To do: Please set down, exactly, the line with "Query: bridge parapet" and all lines that follow it through the end of the records below.

Data excerpts:
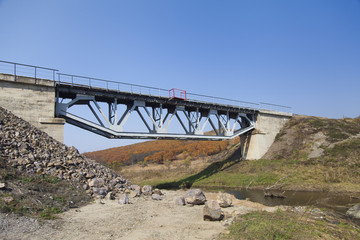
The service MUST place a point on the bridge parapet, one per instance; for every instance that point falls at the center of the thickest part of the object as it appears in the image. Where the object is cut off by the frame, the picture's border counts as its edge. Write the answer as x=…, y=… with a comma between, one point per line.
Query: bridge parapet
x=38, y=96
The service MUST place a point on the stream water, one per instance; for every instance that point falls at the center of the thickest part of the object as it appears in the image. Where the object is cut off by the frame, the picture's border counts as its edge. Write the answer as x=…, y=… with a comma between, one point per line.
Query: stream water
x=339, y=202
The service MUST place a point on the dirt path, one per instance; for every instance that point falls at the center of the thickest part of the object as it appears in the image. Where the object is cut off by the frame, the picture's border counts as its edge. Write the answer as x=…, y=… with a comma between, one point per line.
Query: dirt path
x=143, y=219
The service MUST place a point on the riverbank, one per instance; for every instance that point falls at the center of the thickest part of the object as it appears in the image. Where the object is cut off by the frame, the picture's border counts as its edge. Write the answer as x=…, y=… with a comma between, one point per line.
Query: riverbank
x=148, y=219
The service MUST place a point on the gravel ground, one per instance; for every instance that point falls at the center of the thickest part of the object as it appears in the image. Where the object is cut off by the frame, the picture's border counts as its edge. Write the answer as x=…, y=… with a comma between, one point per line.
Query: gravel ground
x=142, y=219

Worked solution:
Query: bridge parapet
x=38, y=96
The service MUST place a point on the stream water, one per instance; for every instance that point falls at the center of the thickest part of the object as it appears in the image. Where the object is cut off by the frame, the picture's border counts as its edge. Write the answer as x=…, y=… with a comma between, one point per line.
Query: stream water
x=339, y=202
The service MUST place a point on the dirt path, one per instance; for every instance that point falls at the center of the thickest part of the object as it appears in the image. Where the object is cut off by the frame, the picture's border counts as its edge. Write the answer as x=…, y=… with a comma between, one point per line.
Query: dirt path
x=143, y=219
The service MUST place a point on the riverbank, one per instance; for every instance that point falls at the center of the thickest part of the object as it appears in the image. Where the object is cut off by the frame, the picture's border counts as its edge. Write the answer as x=…, y=… with a comma between, one point per line.
Query: riverbank
x=148, y=219
The service MUST place a point on the gravel ground, one per instance; for every instance that point falls at the center of the thickest part of the object as it appears in the image. Where the object is cut off by the frame, the picture's border counts as its edge. Write the answer as x=…, y=… with a comma between, one point per line.
Query: gravel ground
x=142, y=219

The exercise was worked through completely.